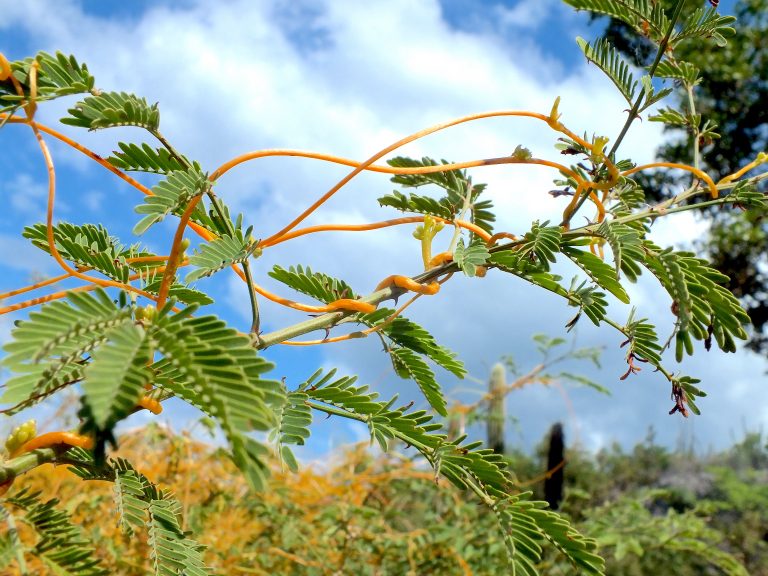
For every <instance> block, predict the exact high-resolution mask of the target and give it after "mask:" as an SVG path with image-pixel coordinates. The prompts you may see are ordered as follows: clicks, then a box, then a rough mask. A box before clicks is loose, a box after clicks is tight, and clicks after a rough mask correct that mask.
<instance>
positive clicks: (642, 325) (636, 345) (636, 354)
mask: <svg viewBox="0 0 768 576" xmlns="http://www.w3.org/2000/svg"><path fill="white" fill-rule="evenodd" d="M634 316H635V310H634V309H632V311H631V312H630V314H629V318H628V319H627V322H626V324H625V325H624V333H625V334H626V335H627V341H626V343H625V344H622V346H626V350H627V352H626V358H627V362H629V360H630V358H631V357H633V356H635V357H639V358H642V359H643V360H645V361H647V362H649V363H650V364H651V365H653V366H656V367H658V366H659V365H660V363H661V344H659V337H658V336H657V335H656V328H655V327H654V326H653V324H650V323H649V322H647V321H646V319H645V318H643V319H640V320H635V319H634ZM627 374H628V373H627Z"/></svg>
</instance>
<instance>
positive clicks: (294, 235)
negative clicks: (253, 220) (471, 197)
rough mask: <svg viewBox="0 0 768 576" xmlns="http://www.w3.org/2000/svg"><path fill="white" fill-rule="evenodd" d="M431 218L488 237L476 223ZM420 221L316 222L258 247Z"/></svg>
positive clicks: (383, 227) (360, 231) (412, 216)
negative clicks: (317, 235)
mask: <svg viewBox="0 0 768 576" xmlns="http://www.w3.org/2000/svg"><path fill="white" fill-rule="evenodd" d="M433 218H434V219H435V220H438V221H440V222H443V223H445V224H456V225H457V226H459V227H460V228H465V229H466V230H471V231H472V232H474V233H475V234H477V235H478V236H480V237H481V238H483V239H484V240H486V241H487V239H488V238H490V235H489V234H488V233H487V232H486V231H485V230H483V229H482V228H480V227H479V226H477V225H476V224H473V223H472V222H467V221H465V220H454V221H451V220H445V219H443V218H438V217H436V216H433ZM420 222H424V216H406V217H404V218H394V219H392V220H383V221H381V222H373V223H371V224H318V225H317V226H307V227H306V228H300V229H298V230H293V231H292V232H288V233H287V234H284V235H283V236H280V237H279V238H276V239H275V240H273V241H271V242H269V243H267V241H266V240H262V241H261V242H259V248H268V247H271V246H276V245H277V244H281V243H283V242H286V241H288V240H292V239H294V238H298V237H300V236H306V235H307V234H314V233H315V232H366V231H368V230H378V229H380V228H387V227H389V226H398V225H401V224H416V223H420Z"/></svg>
========================================
- **REQUEST**: In the listing above, take the line containing "</instance>" as the start and write out every line through the last one exactly, with nothing added.

- **ANSWER BOX**:
</instance>
<instance>
positive clicks: (294, 235)
negative clicks: (253, 220) (471, 197)
rough mask: <svg viewBox="0 0 768 576" xmlns="http://www.w3.org/2000/svg"><path fill="white" fill-rule="evenodd" d="M431 218L488 237L476 223ZM420 221L316 222L258 247Z"/></svg>
positive clicks: (383, 227) (360, 231) (412, 216)
negative clicks: (317, 235)
mask: <svg viewBox="0 0 768 576" xmlns="http://www.w3.org/2000/svg"><path fill="white" fill-rule="evenodd" d="M433 218H434V219H435V220H438V221H440V222H443V223H445V224H456V225H457V226H459V227H460V228H465V229H466V230H471V231H472V232H474V233H475V234H477V235H478V236H480V237H481V238H483V239H484V240H486V241H487V239H488V238H490V235H489V234H488V233H487V232H486V231H485V230H483V229H482V228H480V227H479V226H477V225H476V224H473V223H472V222H467V221H465V220H454V221H451V220H445V219H443V218H438V217H436V216H433ZM420 222H424V216H406V217H404V218H394V219H392V220H383V221H381V222H373V223H371V224H318V225H317V226H307V227H306V228H300V229H298V230H293V231H292V232H288V233H287V234H284V235H283V236H280V237H279V238H276V239H275V240H273V241H271V242H269V243H267V241H266V240H262V241H261V242H259V248H268V247H271V246H276V245H277V244H281V243H283V242H286V241H288V240H292V239H294V238H298V237H300V236H306V235H307V234H314V233H315V232H366V231H368V230H378V229H380V228H387V227H389V226H398V225H401V224H416V223H420Z"/></svg>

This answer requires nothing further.